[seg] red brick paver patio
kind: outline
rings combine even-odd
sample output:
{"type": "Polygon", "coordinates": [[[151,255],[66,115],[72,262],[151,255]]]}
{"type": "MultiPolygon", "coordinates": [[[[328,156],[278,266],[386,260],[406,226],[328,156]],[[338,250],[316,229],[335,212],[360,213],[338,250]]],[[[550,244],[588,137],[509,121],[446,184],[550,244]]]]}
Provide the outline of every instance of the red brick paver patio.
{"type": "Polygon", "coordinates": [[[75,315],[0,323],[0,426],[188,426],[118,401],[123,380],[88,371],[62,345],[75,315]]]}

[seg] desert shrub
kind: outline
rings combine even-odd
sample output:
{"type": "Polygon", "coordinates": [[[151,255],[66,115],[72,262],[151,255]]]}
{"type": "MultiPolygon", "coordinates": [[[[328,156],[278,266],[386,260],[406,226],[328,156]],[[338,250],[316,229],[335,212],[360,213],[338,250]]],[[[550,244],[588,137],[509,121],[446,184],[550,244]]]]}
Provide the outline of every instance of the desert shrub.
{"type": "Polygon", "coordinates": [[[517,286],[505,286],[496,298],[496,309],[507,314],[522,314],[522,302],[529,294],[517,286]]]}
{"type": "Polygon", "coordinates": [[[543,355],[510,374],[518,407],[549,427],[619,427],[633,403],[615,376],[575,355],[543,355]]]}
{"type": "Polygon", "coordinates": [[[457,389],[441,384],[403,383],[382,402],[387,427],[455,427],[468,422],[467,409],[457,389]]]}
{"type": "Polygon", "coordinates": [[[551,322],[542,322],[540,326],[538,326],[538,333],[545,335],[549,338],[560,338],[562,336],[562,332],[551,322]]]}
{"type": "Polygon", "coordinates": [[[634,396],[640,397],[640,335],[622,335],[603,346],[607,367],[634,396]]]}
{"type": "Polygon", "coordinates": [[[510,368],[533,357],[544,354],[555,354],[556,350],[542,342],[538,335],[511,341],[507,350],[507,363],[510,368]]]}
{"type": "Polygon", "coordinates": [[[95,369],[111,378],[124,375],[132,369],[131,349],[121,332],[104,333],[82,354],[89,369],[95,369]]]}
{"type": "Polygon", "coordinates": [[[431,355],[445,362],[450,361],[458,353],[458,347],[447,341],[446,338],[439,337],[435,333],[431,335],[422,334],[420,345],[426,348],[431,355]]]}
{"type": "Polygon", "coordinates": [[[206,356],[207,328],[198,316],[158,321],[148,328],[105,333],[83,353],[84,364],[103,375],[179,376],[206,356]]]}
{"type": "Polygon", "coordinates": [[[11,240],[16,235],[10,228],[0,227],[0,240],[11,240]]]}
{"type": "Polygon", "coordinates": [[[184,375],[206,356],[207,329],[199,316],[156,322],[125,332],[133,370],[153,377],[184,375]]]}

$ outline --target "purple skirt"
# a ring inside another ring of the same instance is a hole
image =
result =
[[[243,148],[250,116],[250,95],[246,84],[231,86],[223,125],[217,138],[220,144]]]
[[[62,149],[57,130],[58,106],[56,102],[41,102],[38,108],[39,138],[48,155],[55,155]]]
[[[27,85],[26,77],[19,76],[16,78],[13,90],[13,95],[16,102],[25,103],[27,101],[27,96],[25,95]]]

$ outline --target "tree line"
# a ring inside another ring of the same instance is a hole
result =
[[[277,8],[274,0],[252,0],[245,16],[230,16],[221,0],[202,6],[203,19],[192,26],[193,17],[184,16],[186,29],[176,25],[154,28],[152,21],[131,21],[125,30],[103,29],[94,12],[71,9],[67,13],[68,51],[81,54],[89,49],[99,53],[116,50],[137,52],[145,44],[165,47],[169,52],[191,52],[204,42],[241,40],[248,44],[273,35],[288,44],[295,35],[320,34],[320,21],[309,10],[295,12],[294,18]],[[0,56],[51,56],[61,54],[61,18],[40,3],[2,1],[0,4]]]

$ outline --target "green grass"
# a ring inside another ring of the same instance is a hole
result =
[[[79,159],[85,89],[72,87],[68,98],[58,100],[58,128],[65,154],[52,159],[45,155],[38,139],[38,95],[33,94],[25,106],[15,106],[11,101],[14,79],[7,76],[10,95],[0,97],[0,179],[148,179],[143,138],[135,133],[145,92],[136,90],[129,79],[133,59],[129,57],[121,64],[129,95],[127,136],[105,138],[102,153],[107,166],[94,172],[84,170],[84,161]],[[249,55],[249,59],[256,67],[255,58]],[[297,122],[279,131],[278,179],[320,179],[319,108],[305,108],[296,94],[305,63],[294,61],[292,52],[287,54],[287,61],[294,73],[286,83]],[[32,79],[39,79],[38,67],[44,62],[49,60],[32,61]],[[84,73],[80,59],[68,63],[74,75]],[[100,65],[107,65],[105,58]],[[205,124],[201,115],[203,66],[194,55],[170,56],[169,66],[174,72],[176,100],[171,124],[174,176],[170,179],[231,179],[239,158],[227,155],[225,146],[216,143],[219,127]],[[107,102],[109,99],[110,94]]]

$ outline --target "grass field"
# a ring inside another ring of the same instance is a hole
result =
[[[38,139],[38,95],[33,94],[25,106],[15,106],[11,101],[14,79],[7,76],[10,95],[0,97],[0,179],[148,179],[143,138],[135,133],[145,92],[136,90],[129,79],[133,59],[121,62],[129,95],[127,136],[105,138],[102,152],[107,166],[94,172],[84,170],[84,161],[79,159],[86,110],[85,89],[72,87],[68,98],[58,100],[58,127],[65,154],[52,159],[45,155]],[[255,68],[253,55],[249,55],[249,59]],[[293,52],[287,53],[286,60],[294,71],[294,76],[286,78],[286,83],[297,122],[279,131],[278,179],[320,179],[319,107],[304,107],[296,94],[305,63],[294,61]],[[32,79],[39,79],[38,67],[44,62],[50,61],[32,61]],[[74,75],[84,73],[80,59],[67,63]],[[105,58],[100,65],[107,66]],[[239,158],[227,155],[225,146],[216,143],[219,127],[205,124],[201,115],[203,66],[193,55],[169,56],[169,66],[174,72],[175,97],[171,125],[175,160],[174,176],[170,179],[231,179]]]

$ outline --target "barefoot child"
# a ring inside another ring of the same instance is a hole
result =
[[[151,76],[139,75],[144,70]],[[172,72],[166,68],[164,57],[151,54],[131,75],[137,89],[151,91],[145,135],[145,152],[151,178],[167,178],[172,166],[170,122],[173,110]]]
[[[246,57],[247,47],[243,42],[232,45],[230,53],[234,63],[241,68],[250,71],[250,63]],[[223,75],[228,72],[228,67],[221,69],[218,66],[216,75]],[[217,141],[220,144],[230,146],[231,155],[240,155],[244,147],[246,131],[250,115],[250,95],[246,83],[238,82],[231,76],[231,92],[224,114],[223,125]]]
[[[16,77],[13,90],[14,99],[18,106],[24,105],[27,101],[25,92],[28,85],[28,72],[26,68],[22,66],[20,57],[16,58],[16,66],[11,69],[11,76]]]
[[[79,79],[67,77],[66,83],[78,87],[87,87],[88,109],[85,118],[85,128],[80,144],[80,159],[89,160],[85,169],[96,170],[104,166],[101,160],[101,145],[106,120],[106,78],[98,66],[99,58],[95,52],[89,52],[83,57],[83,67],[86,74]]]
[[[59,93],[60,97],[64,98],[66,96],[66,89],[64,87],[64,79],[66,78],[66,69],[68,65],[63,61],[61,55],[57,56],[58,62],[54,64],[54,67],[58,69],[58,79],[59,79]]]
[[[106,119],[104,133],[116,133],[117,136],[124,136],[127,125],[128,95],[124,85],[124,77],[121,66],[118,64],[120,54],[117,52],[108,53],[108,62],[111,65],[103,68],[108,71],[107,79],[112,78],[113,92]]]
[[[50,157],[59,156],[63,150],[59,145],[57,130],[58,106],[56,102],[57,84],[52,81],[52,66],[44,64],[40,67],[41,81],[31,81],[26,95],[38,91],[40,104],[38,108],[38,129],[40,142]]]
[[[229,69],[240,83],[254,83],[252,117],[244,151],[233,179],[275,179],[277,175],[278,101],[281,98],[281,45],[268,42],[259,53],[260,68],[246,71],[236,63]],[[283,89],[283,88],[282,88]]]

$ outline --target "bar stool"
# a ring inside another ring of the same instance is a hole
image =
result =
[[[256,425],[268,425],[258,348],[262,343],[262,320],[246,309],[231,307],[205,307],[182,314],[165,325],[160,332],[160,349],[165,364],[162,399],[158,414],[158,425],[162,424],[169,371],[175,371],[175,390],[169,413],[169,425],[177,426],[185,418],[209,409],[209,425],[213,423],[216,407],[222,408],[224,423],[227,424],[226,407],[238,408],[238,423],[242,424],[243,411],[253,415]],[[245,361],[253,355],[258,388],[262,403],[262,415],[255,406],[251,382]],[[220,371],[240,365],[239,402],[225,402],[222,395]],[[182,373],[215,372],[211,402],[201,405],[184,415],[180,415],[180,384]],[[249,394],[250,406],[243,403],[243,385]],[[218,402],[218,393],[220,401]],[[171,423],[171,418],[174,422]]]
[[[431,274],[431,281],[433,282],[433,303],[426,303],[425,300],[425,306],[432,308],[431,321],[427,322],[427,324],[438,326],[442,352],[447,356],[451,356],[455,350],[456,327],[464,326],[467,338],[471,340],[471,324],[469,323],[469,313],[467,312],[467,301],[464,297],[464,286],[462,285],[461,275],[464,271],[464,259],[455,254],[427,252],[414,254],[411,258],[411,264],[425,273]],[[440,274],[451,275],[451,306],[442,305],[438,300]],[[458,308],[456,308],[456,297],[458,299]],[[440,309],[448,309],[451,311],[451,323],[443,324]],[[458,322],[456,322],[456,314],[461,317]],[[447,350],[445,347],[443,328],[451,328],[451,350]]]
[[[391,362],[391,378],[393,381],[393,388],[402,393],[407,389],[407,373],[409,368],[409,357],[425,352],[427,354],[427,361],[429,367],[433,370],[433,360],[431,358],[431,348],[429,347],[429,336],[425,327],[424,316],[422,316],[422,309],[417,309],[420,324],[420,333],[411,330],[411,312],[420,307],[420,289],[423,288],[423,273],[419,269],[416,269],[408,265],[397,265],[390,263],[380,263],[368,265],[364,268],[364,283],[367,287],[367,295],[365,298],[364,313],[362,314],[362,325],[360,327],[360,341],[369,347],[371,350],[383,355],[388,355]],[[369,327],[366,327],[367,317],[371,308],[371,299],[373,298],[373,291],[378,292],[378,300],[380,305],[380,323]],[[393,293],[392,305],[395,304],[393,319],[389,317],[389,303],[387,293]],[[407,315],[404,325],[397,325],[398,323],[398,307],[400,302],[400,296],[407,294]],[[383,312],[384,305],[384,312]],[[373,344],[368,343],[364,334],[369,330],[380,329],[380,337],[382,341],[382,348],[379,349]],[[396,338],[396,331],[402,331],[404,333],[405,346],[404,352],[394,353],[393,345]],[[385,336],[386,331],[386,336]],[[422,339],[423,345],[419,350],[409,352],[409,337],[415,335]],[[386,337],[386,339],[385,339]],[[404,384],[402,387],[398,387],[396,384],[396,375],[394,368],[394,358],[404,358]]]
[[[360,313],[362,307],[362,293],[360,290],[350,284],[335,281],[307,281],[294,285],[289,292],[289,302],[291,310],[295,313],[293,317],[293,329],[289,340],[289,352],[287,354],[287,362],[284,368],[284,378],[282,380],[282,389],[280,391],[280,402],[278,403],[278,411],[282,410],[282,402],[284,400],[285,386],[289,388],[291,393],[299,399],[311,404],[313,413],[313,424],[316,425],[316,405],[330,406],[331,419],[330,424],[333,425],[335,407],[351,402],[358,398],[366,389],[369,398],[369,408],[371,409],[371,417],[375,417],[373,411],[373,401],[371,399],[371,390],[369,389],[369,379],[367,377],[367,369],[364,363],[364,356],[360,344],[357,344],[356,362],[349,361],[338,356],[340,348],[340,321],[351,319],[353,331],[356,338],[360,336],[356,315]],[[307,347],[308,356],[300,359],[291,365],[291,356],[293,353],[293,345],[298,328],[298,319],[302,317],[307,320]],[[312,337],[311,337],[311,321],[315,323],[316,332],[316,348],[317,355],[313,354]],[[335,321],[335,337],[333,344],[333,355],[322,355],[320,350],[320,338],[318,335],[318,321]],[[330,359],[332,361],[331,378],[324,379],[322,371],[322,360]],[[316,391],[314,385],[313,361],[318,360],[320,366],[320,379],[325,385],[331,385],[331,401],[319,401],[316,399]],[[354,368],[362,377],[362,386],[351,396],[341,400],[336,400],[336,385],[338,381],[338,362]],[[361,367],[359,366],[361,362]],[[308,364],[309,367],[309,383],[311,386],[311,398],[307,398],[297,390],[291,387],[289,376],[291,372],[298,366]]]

------------------------------------------------------------------------

(DIRECTIONS)
Your answer must be every line from the entries that contains the string "grass", copied as it stands.

(ANSWER SPACE)
$ outline --target "green grass"
$ outline --target "grass field"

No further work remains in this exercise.